▶ [Task prompt] According to the magazine article on Brazil's synchrotron research station, who is in charge of Project Sirius?

BEGIN Passage shown

The magazine of Friedhelm Loh Group

The magazine of Friedhelm Loh Group

Brasilien
Experience – Information technology

World-class research station

Brain research. The state of São Paulo is home to the Brazilian Synchrotron Light Laboratory – one of the largest scientific projects in the country. One of the many goals of the research work conducted in the laboratory’s particle accelerator is to study the human brain to learn more about Parkinson’s disease. Enclosures from Rittal are used in the process – for a very specific reason.

Text Christine Wollowski ––– Photography

Viewed from above, this gigantic circular structure with a silver shine to it looks like a flying saucer that has just landed. Spanning 68,000 square metres, the futuristic 15-metre-high building is as big as the Maracanã football stadium. It’s a researcher’s dream come true. Here in Campinas, in the Brazilian state of São Paulo, one of the world’s largest particle accelerators is currently being built as part of Project Sirius. “Sirius is taking modern-day engineering technology very close to its limits. It will be churning out world-leading research for at least a decade,” predicts physicist Antônio José Roque da Silva, who is the Director General of the Brazilian Center for Research in Energy and Materials (CNPEM), which is based at the site, and is in charge of Project Sirius. According to his estimates, experiments that currently take ten hours to carry out will be completed in ten seconds when using Sirius, a fourth-generation accelerator.

November 2018 marked the first milestone, with two of the three accelerators and the building reaching completion. Since then, the people of Brazil have elected a new government and the country continues to suffer from a financial crisis. Yet nothing is stopping South America’s largest country from driving forward this ambitious project. In fact, the Brazilian Ministry of Science, Technology, Innovation and Communication has allocated around four million euros to the research centre to allow scientists from across the globe to carry out truly innovative experiments.

END Passage shown
BEGIN Raw data

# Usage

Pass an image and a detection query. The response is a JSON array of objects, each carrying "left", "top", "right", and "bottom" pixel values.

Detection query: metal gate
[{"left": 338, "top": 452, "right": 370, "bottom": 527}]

END Raw data

▶ [The completed task] Physicist Antônio José Roque da Silva, Director General of the Brazilian Center for Research in Energy and Materials (CNPEM).